(Dataset entries)
+ + +

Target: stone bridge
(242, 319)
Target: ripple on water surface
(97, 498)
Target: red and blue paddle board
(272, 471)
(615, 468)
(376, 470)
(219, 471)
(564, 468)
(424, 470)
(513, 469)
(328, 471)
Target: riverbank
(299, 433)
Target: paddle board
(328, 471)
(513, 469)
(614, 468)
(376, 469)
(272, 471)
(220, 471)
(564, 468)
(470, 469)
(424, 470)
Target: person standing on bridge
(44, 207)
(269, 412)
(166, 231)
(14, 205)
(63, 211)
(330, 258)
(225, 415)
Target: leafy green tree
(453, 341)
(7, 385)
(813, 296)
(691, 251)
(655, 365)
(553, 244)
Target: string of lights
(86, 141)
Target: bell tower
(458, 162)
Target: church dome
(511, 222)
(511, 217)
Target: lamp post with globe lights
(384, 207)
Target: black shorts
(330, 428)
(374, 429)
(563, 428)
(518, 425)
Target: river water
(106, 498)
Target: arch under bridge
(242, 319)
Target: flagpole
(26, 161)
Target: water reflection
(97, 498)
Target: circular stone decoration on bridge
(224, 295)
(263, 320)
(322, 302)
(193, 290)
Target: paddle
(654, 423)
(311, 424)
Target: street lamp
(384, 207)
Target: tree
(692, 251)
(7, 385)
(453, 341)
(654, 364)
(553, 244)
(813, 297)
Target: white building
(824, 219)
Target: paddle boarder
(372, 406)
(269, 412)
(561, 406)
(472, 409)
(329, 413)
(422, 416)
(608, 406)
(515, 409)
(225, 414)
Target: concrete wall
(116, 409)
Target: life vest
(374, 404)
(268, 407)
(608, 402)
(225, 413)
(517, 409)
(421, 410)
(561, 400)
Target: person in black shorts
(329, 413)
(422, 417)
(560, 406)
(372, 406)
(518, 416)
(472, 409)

+ + +

OBJECTIVE: Change every "bridge" to "footbridge" in the rows from the line with "Target: red and blue paddle board" through the end of the rows. Reproduce only those lines and leave everything else unchanged.

COMPLETE RESPONSE:
Target: red and blue paddle board
(272, 471)
(615, 468)
(376, 470)
(219, 471)
(564, 468)
(424, 470)
(513, 469)
(328, 471)
Target: riverbank
(299, 433)
Target: paddle board
(328, 471)
(513, 469)
(614, 468)
(376, 469)
(272, 471)
(220, 471)
(564, 468)
(470, 469)
(424, 470)
Target: person standing on footbridge
(44, 207)
(269, 412)
(166, 231)
(14, 205)
(63, 211)
(330, 258)
(225, 415)
Target: leafy green tree
(453, 341)
(7, 385)
(813, 296)
(691, 251)
(655, 365)
(553, 244)
Target: string of lights
(86, 141)
Target: bell tower
(458, 162)
Target: church dome
(511, 222)
(511, 217)
Target: lamp post with globe lights
(384, 207)
Target: black shorts
(330, 428)
(374, 429)
(563, 428)
(518, 425)
Target: river water
(106, 498)
Target: arch under footbridge
(242, 319)
Target: flagpole
(26, 161)
Target: water reflection
(97, 498)
Target: circular stone decoration on footbridge
(224, 295)
(263, 320)
(322, 302)
(193, 290)
Target: paddle
(654, 423)
(311, 424)
Target: street lamp
(384, 207)
Target: tree
(692, 251)
(7, 385)
(453, 341)
(654, 364)
(553, 244)
(813, 297)
Target: white building
(824, 219)
Target: paddle boarder
(372, 406)
(269, 412)
(561, 406)
(472, 409)
(329, 413)
(422, 416)
(608, 406)
(515, 409)
(225, 414)
Target: concrete wall
(116, 409)
Target: life vest
(374, 404)
(268, 407)
(608, 402)
(225, 413)
(517, 409)
(421, 410)
(561, 400)
Target: person in black shorts
(329, 413)
(422, 417)
(560, 406)
(372, 406)
(518, 416)
(472, 409)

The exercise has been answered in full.